Calliope Games has been doing a great job with its focus on easier-going strategy games. Next in that line is to be Dicey Peaks, currently funded and aiming for stretch-goals in its final hours on Kickstarter. I got a brief preview of Dicey Peaks at Toy Fair. It’s a push-your-luck dice game of mountain-climbing. To win, players must make their way to the summit while managing their oxygen and avoiding yeti attacks.

With Commands & Colors: Tricorne from Compass Games, designer Richard Borg takes his C&C card-driven system to the American Revolution. The game will include more than 300 wood blocks, printed dice, a mounted map-board, and separate decks of combat cards to represent the differentiated strategies of the British and Colonials.

On the verge of funding is another block war game, Combat Infantry. Columbia Games’s version of squad-level combat in World War II, this one emphasizes fog-of-war with blocks that are single-sided and rotate to record current strength. The box will include six historical scenarios from the invasion of Normandy, as well as four additional generic scenarios.

- - - - -

TO BE DONE:
A. Answer from the board game roundup:
(i) What two things must Dicey Peaks players manage or avoid on the way to the summit?
(ii) Which war does Commands & Colors: Tricorne cover?
(iii) How many historical scenarios will the Combat Infantry box include, and from what event?
B. Turn the paragraph of the board game roundup that starts "With Commands & Colors: Tricorne" into a short bulleted list that keeps its main facts.

DATA LINES:
- - - - -

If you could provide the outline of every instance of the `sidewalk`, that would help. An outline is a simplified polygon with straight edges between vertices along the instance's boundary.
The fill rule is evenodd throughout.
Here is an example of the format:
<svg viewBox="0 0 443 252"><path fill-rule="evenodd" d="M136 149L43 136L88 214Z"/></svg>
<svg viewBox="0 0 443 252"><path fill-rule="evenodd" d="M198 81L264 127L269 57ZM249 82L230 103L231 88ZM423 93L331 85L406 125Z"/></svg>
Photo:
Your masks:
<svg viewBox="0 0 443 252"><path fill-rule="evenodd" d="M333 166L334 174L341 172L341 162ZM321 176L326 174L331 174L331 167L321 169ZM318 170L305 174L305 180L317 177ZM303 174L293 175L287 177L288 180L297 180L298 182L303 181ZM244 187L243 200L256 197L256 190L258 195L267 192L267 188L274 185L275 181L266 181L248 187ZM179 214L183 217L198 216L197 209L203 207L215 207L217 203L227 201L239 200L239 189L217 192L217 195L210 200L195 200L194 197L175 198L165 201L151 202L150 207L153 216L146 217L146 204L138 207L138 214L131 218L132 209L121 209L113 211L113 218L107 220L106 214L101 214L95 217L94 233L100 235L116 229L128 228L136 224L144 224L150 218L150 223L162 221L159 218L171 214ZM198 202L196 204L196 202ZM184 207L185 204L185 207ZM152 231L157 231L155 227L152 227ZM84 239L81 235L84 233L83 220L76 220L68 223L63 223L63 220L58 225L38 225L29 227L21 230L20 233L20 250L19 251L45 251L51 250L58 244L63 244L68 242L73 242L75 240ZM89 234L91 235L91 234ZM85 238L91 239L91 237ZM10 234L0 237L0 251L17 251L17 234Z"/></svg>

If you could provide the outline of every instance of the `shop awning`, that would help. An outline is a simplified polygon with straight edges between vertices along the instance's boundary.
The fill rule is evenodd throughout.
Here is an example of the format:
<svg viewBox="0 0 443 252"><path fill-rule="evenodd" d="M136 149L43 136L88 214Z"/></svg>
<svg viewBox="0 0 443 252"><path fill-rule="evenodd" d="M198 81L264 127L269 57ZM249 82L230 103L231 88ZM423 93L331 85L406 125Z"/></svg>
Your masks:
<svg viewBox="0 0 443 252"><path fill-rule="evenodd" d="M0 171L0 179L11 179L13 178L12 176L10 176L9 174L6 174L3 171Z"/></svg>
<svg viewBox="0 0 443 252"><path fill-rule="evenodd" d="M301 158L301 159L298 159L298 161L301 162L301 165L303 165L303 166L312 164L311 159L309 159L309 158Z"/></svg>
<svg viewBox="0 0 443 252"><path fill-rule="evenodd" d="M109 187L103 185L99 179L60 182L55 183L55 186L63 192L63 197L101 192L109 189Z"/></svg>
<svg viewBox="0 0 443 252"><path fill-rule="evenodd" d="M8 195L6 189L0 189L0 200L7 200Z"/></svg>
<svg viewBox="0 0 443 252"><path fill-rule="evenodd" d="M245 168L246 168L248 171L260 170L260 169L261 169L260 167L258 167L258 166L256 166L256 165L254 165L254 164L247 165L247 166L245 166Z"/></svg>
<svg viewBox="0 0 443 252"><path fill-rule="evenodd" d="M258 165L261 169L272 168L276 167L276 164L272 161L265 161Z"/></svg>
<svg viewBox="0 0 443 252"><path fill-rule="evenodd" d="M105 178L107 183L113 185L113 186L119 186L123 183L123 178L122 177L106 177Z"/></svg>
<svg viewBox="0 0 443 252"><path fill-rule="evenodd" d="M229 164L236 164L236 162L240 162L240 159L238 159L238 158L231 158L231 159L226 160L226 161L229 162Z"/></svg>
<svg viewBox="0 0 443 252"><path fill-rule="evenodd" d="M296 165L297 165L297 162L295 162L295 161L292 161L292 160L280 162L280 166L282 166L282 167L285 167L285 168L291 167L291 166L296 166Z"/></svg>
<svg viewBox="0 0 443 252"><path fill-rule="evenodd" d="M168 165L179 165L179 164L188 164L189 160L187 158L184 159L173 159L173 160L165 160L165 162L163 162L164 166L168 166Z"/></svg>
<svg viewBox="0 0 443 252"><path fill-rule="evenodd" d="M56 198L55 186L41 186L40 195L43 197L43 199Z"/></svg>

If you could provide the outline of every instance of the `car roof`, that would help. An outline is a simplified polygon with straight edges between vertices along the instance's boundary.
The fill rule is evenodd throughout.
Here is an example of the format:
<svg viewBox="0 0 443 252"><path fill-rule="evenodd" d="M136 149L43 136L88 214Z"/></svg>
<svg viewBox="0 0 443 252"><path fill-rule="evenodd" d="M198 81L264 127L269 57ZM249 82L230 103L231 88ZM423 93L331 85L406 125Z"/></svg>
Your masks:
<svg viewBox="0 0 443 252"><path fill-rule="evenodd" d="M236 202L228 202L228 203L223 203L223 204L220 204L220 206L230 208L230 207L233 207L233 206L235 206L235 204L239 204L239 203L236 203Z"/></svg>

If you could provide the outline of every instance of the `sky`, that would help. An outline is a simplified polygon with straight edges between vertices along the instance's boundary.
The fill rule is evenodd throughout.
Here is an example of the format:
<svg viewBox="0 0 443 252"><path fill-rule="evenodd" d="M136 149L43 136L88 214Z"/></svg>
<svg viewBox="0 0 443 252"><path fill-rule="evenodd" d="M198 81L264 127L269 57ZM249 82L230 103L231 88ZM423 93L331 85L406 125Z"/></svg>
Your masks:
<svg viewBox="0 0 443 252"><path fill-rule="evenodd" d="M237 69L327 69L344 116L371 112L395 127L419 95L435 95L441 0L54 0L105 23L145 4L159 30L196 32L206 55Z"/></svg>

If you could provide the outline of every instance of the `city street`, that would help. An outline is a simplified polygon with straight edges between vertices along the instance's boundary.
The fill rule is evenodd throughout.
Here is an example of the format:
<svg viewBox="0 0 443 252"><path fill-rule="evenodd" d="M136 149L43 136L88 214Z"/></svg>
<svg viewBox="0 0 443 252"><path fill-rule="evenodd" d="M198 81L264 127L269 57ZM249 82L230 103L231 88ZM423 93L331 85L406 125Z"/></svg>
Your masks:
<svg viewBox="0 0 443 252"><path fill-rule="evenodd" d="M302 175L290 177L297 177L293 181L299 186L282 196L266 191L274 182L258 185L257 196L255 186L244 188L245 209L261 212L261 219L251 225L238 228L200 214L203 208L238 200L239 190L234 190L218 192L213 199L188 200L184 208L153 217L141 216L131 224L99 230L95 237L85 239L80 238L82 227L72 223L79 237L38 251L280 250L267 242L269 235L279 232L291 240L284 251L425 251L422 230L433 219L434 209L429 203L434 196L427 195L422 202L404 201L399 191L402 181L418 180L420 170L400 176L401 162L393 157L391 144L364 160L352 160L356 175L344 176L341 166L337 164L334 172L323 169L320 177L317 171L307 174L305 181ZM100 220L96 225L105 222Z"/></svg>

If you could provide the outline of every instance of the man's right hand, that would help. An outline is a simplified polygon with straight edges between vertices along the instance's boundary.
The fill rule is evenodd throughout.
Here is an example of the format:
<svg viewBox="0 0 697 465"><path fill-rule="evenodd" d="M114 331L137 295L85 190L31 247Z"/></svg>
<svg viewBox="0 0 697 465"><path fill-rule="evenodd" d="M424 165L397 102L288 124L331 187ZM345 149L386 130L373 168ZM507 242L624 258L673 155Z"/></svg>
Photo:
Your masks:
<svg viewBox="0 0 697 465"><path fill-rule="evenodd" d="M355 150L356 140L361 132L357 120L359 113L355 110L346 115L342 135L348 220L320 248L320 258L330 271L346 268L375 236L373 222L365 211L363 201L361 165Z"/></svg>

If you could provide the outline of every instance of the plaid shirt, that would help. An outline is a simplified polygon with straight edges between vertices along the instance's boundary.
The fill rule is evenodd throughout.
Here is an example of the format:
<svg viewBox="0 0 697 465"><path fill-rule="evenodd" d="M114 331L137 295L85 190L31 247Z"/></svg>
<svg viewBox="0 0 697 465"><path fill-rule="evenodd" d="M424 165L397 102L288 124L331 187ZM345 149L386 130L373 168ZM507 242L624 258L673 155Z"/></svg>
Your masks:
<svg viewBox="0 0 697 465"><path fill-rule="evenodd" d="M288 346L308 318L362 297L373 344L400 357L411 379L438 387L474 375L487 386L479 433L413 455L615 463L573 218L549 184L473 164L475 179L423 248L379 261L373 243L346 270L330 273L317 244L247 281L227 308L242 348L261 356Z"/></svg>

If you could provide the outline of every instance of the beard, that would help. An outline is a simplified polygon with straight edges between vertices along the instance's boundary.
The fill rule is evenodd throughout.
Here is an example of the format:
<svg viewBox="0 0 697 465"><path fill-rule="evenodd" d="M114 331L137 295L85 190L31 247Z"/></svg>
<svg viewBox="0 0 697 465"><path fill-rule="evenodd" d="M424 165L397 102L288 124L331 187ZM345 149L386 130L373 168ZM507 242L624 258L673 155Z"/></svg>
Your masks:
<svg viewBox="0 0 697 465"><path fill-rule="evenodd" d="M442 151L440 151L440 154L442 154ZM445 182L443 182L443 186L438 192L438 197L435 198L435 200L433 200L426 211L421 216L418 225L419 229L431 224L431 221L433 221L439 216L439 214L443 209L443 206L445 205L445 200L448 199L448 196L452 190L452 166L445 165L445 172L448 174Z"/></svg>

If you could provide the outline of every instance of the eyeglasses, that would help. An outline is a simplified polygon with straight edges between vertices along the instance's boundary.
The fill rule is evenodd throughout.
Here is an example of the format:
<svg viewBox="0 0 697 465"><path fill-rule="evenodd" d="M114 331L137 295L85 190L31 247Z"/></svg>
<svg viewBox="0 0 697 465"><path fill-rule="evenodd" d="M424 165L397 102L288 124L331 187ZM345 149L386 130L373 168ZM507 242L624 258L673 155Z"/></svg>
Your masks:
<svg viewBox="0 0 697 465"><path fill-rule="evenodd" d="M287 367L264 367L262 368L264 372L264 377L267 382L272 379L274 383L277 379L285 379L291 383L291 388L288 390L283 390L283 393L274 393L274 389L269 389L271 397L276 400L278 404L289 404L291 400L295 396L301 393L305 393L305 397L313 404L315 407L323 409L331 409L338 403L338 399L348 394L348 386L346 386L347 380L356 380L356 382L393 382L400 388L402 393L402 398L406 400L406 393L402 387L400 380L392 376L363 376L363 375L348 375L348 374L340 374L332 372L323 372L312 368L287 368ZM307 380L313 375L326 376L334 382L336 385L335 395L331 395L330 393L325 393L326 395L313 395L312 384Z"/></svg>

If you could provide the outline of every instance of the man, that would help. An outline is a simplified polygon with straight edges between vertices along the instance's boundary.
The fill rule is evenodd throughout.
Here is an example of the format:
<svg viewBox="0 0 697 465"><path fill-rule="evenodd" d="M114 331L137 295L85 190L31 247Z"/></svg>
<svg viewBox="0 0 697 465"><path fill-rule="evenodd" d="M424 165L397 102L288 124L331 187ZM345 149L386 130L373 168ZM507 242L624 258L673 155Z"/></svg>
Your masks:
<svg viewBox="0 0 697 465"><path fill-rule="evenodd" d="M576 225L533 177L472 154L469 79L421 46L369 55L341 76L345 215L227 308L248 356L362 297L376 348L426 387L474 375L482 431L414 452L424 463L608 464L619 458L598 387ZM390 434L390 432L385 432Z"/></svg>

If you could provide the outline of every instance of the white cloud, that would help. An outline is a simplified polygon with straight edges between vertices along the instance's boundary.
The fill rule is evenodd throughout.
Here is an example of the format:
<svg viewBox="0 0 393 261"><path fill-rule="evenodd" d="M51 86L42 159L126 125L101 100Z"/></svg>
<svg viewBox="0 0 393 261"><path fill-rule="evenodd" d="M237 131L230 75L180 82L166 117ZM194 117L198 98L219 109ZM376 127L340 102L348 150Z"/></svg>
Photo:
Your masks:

- - - - -

THE ANSWERS:
A.
(i) They must manage their oxygen and avoid yeti attacks.
(ii) The American Revolution.
(iii) Six historical scenarios, from the invasion of Normandy.

B.
- Game: Commands & Colors: Tricorne, from Compass Games
- Designer: Richard Borg, bringing his C&C card-driven system to the American Revolution
- Components: more than 300 wood blocks, printed dice, a mounted map-board
- Separate combat card decks for the British and the Colonials, representing their differing strategies